Top of EXCERPT TO READ

August 31, 2016
The overriding consideration in this year’s presidential election is the character of the candidates. The integrity, capacity, and judgment of the next president will determine the nation’s direction. With erratic and unreliable leadership, the center collapses and policy becomes an incoherent mishmash of pivots and reassessments, flimsy structures built on sand with nothing holding them together.
Donald Trump is an opportunist. He will say and do almost anything to win the election without regard to any core beliefs other than those seen through the distorted lens of his own reality. If convinced that it’s necessary to win, he will read the teleprompter, stop tweeting nonsense, and even soften his tone. If discipline and restraint is called for to achieve victory, he will at least attempt an unlikely transformation.
But what if he wins? He will have achieved the ultimate victory. In his own mind, it will validate his huge ego. He will have prevailed because of who he is, a larger than life superhero who no longer needs to heed the advice of those who counseled moderation. He will be on his own, beholden to no one. The leader will have emerged by the strength of his own personality and, now a demigod, will thereafter bask in the adulation of his people.
If this sounds remotely reminiscent of the rise of Adolf Hitler and Benito Mussolini, it is. Dictators are so consumed with self they cannot distinguish their own ambitions from the needs of their people. In his own mind, Hitler was Germany. When the war was lost, he blamed the people, not himself.
Trump cannot be trusted because he has no center. He is a hollow man, filled with flickering images of himself. I feel sorry for him. He has become capitalism’s golden idol, personifying success as excess, celebrity as glory, and ambition as narcissism. Incapable of reflection, he seeks comfort and solace in the attention he so obviously craves.
I do not view him as evil, for that requires a conscience. His weaknesses are not entirely his fault. He cannot help himself. There is something missing but that does not make him any less dangerous. Let him enjoy his wealth, his deals, and his attractive family (by all accounts he is a loving father), but do not put him in a position of immense power.
As a young judge, I once attended a conference where the principal speaker was the chief psychologist at the Nevada State Prison. He described how he was able to treat psychotic inmates with psychotropic drugs and at least stabilize them and also cure neurotic inmates with medication and counseling. But, he said, he had no success with psychopathic or sociopathic prisoners because they had no conscience.

Bottom of EXCERPT TO READ

REQUIRED ACTIONS —
- a) Reproduce the passage of the commentary on the 2016 presidential election verbatim, starting at "August 31, 2016" and ending at "holding them together.".
- b) Carry on the commentary on the 2016 presidential election from the point at which it stops.

Top of EXCERPTED DATA

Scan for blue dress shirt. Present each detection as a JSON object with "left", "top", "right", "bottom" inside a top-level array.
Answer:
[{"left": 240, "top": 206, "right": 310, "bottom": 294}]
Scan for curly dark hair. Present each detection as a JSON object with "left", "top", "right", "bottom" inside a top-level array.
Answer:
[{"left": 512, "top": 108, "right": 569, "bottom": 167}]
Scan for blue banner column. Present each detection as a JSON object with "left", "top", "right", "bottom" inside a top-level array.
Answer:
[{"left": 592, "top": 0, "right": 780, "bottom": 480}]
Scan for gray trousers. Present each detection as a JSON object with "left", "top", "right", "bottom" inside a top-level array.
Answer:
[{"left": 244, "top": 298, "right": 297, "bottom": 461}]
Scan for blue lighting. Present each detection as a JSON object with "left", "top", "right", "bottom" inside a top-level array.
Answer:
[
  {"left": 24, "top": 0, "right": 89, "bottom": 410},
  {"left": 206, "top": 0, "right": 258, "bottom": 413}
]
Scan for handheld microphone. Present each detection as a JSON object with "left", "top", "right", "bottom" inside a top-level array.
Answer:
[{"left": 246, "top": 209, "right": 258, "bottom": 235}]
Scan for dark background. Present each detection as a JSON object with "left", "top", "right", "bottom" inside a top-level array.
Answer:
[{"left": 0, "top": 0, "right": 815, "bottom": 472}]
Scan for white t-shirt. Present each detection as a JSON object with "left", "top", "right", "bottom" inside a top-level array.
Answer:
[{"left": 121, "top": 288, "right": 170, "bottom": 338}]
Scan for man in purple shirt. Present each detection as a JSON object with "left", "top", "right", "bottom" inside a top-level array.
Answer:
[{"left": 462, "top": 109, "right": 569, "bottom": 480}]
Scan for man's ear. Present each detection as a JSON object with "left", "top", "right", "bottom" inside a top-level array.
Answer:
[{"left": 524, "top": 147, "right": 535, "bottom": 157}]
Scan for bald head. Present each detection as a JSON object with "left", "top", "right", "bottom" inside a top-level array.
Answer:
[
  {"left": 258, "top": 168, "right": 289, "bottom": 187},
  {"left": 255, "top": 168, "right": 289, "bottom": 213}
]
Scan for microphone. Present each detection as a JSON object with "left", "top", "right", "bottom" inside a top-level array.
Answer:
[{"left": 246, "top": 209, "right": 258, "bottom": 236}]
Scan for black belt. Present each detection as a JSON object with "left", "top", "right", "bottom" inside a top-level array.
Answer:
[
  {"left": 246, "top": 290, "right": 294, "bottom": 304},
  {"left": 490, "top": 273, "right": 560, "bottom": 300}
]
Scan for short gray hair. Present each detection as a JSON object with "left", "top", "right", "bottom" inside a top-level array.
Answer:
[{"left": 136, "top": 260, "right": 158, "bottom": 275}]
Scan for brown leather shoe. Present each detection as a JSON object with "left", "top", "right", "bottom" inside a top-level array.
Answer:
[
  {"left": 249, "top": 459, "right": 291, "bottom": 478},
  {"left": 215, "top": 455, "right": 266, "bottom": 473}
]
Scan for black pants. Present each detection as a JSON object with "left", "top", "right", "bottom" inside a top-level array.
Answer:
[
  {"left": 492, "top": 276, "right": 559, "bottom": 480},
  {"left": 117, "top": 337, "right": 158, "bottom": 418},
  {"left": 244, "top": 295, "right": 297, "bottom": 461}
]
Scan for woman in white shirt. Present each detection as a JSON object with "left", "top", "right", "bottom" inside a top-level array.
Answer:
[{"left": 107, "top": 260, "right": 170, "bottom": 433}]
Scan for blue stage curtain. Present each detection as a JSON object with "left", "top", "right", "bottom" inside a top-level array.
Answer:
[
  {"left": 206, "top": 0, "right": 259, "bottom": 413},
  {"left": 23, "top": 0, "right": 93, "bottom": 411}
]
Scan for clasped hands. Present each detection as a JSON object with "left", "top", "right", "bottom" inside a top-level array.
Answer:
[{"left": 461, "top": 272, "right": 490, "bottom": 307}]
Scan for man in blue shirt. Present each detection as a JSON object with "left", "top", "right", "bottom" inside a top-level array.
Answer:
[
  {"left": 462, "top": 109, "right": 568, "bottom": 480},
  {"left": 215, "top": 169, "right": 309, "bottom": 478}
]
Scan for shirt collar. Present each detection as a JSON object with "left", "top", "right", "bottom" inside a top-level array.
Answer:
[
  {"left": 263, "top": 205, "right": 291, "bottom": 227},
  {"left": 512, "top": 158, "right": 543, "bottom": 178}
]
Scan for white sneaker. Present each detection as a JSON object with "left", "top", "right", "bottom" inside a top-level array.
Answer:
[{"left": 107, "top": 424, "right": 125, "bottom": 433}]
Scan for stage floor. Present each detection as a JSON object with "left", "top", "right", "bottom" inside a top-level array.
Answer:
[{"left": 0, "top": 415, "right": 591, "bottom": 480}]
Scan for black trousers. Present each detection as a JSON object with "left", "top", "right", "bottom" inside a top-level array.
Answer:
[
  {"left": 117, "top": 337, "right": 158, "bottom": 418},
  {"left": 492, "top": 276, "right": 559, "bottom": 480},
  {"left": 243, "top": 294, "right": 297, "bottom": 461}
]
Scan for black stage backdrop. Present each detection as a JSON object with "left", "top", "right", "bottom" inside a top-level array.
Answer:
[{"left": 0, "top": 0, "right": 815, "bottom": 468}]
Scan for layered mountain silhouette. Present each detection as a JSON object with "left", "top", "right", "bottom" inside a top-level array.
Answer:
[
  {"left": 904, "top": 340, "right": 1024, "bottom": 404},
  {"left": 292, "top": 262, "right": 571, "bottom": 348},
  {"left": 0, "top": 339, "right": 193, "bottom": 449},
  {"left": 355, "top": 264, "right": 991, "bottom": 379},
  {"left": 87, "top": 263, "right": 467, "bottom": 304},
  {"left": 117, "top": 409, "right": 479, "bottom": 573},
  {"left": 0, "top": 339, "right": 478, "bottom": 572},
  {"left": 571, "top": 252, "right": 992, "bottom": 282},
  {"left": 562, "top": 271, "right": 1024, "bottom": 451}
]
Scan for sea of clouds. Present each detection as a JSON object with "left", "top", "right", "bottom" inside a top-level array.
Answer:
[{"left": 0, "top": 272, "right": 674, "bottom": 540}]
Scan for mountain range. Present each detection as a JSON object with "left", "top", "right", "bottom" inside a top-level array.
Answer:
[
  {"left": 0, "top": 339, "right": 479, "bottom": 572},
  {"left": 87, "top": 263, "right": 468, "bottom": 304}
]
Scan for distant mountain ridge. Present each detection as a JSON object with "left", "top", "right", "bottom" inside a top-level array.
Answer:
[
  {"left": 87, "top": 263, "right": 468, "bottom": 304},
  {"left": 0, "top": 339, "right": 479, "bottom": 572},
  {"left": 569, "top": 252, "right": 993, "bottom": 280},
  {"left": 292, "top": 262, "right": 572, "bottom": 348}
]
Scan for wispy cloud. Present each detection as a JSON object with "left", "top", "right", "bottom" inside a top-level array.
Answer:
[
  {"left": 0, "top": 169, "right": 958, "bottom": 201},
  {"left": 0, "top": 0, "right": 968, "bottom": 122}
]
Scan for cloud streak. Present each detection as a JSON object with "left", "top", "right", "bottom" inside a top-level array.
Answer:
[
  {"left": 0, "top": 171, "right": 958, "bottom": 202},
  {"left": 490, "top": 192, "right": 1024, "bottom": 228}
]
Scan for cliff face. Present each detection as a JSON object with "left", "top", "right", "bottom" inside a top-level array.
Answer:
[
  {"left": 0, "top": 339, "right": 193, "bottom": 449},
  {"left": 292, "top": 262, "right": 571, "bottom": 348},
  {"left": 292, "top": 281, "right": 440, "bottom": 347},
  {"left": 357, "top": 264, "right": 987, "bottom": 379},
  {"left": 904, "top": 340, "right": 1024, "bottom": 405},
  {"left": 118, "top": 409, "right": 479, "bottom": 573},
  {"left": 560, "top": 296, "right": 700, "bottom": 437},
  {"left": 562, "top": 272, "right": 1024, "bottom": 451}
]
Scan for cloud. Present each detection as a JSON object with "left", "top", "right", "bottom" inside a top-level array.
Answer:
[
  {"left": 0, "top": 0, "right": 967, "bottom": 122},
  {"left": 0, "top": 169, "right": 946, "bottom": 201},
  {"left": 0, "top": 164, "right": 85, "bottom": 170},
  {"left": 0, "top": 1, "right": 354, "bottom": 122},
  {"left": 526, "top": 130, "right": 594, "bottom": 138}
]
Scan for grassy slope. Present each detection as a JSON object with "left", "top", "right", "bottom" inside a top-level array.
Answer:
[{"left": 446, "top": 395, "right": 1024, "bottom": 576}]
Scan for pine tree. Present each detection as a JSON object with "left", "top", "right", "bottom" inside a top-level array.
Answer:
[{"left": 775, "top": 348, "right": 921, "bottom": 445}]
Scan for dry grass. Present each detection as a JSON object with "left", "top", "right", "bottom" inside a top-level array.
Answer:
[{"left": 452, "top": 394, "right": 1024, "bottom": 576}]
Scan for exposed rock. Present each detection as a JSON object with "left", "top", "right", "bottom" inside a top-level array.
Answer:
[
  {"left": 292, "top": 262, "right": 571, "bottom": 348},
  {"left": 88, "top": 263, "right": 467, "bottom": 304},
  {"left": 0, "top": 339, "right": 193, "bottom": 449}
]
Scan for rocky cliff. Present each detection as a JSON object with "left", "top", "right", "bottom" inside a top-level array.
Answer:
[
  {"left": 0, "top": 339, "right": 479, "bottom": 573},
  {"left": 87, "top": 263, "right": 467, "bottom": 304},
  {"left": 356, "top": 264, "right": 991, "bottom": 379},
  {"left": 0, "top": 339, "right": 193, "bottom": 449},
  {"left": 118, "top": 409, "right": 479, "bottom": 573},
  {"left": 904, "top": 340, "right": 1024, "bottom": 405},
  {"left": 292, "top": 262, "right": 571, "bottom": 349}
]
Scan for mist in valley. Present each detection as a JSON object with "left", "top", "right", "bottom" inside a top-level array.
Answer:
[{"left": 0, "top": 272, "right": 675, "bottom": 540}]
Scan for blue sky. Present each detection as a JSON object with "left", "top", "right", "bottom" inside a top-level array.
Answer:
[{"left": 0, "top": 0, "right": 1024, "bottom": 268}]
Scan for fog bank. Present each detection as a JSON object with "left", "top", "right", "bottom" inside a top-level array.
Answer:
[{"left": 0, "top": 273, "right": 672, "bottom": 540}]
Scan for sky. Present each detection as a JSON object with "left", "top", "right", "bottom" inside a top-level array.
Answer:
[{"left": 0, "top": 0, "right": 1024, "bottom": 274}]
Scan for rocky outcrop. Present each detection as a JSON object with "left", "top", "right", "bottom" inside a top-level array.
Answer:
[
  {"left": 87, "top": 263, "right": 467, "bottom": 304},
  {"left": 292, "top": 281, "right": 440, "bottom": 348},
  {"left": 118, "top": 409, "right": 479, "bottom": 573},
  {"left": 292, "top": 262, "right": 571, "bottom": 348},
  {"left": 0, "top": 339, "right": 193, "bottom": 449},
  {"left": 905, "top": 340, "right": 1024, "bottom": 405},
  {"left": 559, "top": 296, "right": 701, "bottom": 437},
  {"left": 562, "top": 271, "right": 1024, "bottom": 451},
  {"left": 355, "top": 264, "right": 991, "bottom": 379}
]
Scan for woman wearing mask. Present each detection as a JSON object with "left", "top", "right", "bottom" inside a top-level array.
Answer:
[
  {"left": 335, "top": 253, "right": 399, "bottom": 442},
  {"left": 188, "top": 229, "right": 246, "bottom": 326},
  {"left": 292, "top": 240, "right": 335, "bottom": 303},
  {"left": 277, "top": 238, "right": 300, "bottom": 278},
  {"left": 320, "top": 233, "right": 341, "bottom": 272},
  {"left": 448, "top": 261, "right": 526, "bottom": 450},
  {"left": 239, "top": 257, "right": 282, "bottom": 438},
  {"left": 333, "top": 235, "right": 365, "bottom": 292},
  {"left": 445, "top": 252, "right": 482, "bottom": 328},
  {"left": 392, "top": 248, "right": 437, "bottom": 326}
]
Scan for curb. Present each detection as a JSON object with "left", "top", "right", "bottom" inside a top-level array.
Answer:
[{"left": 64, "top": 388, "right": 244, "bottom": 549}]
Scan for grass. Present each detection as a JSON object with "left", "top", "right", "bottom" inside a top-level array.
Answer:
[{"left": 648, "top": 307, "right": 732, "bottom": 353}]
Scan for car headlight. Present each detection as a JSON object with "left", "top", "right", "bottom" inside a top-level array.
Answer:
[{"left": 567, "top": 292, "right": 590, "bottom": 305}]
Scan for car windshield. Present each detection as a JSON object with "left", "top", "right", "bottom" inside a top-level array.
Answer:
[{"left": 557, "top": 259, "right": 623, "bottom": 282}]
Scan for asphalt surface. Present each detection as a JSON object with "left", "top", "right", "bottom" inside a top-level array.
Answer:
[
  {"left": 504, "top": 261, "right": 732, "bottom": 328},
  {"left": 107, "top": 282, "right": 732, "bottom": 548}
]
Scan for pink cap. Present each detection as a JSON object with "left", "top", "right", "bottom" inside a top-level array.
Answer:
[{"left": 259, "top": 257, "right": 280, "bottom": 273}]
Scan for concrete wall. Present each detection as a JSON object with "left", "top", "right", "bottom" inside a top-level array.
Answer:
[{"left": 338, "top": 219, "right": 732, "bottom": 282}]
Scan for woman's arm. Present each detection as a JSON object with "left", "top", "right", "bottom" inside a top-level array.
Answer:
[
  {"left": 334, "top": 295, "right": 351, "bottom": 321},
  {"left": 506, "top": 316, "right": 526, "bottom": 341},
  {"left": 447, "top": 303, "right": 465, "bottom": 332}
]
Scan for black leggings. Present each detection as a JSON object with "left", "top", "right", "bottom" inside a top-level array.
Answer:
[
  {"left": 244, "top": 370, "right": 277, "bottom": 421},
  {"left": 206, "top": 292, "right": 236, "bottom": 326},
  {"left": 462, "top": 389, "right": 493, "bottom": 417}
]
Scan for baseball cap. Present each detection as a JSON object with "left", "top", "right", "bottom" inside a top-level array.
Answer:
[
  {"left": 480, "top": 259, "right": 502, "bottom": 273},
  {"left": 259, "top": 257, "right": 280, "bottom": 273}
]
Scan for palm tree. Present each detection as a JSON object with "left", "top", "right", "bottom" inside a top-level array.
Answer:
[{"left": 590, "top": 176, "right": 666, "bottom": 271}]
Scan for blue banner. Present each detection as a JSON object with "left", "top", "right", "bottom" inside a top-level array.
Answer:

Bottom of EXCERPTED DATA

ANSWER LIST —
- a)
August 31, 2016
The overriding consideration in this year’s presidential election is the character of the candidates. The integrity, capacity, and judgment of the next president will determine the nation’s direction. With erratic and unreliable leadership, the center collapses and policy becomes an incoherent mishmash of pivots and reassessments, flimsy structures built on sand with nothing holding them together.

- b)
They would tell you whatever they believed you wanted to hear and whatever would be to their advantage. When it came to right or wrong, there was nothing there to work with. He also explained that such people could be smart, charming, persuasive and “successful” con men.
While it’s true that Hillary Clinton is a flawed candidate, she is not unhinged. She has displayed poor judgment, particularly at the intersection of her personal and public life. At the very least, she has created the appearance of impropriety by ignoring obvious conflicts of interest. Transferring Clinton Foundation assets and operations to the Gates Foundation before running for president would have been a wise move. Harry Truman set the gold standard upon retirement by refusing to use the office of the president to make money. He had too much respect for the office to trade on it for personal gain. By contrast, the Clintons have parlayed their political legacy into a personal fortune.
There is, however, a major difference between a mistake and a personality disorder. You can recognize, correct, and learn from the former while fixing the latter is largely beyond your control. Therein is the difference between Clinton and Trump. She has a moral compass, albeit imperfect, and the capacity to understand consequences to guide her decision making. I fear the needle on his moral compass is always pointed at himself. What satisfies his enormous ego is by definition the proper course.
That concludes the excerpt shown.